From 45c6c535b179e25cd8a245a209b2eddd2353c686 Mon Sep 17 00:00:00 2001
From: Travis Addair <travis@predibase.com>
Date: Mon, 4 Nov 2024 09:26:44 -0800
Subject: [PATCH 69/76] Docker test

---
 .github/workflows/build.yaml | 2 +-
 1 file changed, 1 insertion(+), 1 deletion(-)

diff --git a/.github/workflows/build.yaml b/.github/workflows/build.yaml
index 50836f6ce..2120004db 100644
--- a/.github/workflows/build.yaml
+++ b/.github/workflows/build.yaml
@@ -70,7 +70,7 @@ jobs:
           images: |
             ghcr.io/predibase/lorax
           tags: |
-            type=raw,value=optimizations-7,enable=${{ github.ref == 'refs/heads/optimizations' }}
+            type=raw,value=optimizations-8,enable=${{ github.ref == 'refs/heads/optimizations' }}
 
       - name: Create a hash from tags
         env:

From 3ad4d66e6d493da2367f47316f7bf4b51f9002a7 Mon Sep 17 00:00:00 2001
From: Travis Addair <travis@predibase.com>
Date: Mon, 4 Nov 2024 12:10:32 -0800
Subject: [PATCH 70/76] Remove register

---
 router/src/infer.rs  | 14 --------------
 router/src/queue.rs  |  7 -------
 router/src/server.rs |  5 -----
 3 files changed, 26 deletions(-)

Objective a → Rewrite the listing from its first line through the line that contains "xmin=2 ymin=34 xmax=195 ymax=72", keeping every line but adjusting each bounding-box coordinate in the answers by -33.

Records supplied →
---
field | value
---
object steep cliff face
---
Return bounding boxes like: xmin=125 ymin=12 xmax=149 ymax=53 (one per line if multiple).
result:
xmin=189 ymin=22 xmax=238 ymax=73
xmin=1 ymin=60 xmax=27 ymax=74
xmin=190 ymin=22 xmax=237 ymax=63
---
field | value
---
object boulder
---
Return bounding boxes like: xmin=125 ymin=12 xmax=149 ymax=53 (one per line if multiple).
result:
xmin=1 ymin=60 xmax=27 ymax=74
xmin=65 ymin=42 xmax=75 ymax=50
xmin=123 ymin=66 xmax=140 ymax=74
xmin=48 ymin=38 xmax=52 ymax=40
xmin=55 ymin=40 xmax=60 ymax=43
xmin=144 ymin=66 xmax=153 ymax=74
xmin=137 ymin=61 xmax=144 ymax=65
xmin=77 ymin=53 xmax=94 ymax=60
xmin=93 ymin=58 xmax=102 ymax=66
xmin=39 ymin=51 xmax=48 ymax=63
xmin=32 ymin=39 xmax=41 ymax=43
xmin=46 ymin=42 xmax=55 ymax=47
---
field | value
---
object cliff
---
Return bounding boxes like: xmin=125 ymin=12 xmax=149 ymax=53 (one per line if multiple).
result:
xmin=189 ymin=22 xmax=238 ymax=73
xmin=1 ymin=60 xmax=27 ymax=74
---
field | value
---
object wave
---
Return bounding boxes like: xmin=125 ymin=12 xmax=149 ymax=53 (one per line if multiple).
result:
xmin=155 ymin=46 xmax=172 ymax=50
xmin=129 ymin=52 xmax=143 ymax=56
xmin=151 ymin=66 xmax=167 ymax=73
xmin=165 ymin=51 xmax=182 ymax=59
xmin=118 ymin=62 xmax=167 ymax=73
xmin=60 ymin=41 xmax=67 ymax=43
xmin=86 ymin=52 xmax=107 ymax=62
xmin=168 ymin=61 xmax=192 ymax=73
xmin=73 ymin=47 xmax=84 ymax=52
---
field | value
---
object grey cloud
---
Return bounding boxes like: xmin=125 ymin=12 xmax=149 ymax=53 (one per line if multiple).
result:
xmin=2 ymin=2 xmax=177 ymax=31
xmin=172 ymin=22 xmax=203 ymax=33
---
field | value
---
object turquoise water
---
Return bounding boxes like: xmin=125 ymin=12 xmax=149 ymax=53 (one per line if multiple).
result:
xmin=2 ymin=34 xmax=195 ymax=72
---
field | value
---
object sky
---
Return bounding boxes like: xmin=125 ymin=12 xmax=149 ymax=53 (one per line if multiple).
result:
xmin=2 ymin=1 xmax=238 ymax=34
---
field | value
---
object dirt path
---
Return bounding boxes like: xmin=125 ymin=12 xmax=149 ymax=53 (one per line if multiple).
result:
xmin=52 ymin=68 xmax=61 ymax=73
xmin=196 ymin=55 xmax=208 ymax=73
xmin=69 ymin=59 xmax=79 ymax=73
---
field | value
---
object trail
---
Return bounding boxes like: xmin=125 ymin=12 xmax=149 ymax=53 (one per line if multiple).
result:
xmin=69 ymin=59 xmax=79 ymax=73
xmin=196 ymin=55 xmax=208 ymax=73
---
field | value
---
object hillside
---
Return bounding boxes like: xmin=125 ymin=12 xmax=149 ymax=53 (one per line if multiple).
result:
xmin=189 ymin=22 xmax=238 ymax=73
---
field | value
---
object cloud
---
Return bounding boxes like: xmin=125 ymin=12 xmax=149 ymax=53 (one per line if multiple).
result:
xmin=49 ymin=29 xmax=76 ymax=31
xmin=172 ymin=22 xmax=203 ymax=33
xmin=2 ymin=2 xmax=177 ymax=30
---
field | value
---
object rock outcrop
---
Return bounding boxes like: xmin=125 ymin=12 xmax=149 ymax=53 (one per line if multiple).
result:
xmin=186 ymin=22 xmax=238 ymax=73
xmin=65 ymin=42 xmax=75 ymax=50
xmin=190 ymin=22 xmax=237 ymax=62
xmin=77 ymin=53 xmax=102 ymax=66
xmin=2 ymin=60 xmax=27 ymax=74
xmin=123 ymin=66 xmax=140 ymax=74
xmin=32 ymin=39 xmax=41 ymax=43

Objective b → Update the patch from the words "From 3ad4d66e6d493da2367f47316f7bf4b51f9002a7 Mon" through "changed, 26 deletions(-)", writing that span out again with "gateway" in place of "router" wherever it occurs.

Written solution a →
---
field | value
---
object steep cliff face
---
Return bounding boxes like: xmin=125 ymin=12 xmax=149 ymax=53 (one per line if multiple).
result:
xmin=156 ymin=-11 xmax=205 ymax=40
xmin=-32 ymin=27 xmax=-6 ymax=41
xmin=157 ymin=-11 xmax=204 ymax=30
---
field | value
---
object boulder
---
Return bounding boxes like: xmin=125 ymin=12 xmax=149 ymax=53 (one per line if multiple).
result:
xmin=-32 ymin=27 xmax=-6 ymax=41
xmin=32 ymin=9 xmax=42 ymax=17
xmin=90 ymin=33 xmax=107 ymax=41
xmin=15 ymin=5 xmax=19 ymax=7
xmin=22 ymin=7 xmax=27 ymax=10
xmin=111 ymin=33 xmax=120 ymax=41
xmin=104 ymin=28 xmax=111 ymax=32
xmin=44 ymin=20 xmax=61 ymax=27
xmin=60 ymin=25 xmax=69 ymax=33
xmin=6 ymin=18 xmax=15 ymax=30
xmin=-1 ymin=6 xmax=8 ymax=10
xmin=13 ymin=9 xmax=22 ymax=14
---
field | value
---
object cliff
---
Return bounding boxes like: xmin=125 ymin=12 xmax=149 ymax=53 (one per line if multiple).
result:
xmin=156 ymin=-11 xmax=205 ymax=40
xmin=-32 ymin=27 xmax=-6 ymax=41
---
field | value
---
object wave
---
Return bounding boxes like: xmin=125 ymin=12 xmax=149 ymax=53 (one per line if multiple).
result:
xmin=122 ymin=13 xmax=139 ymax=17
xmin=96 ymin=19 xmax=110 ymax=23
xmin=118 ymin=33 xmax=134 ymax=40
xmin=132 ymin=18 xmax=149 ymax=26
xmin=85 ymin=29 xmax=134 ymax=40
xmin=27 ymin=8 xmax=34 ymax=10
xmin=53 ymin=19 xmax=74 ymax=29
xmin=135 ymin=28 xmax=159 ymax=40
xmin=40 ymin=14 xmax=51 ymax=19
---
field | value
---
object grey cloud
---
Return bounding boxes like: xmin=125 ymin=12 xmax=149 ymax=53 (one per line if multiple).
result:
xmin=-31 ymin=-31 xmax=144 ymax=-2
xmin=139 ymin=-11 xmax=170 ymax=0
---
field | value
---
object turquoise water
---
Return bounding boxes like: xmin=125 ymin=12 xmax=149 ymax=53 (one per line if multiple).
result:
xmin=-31 ymin=1 xmax=162 ymax=39

Written solution b →
From 3ad4d66e6d493da2367f47316f7bf4b51f9002a7 Mon Sep 17 00:00:00 2001
From: Travis Addair <travis@predibase.com>
Date: Mon, 4 Nov 2024 12:10:32 -0800
Subject: [PATCH 70/76] Remove register

---
 gateway/src/infer.rs  | 14 --------------
 gateway/src/queue.rs  |  7 -------
 gateway/src/server.rs |  5 -----
 3 files changed, 26 deletions(-)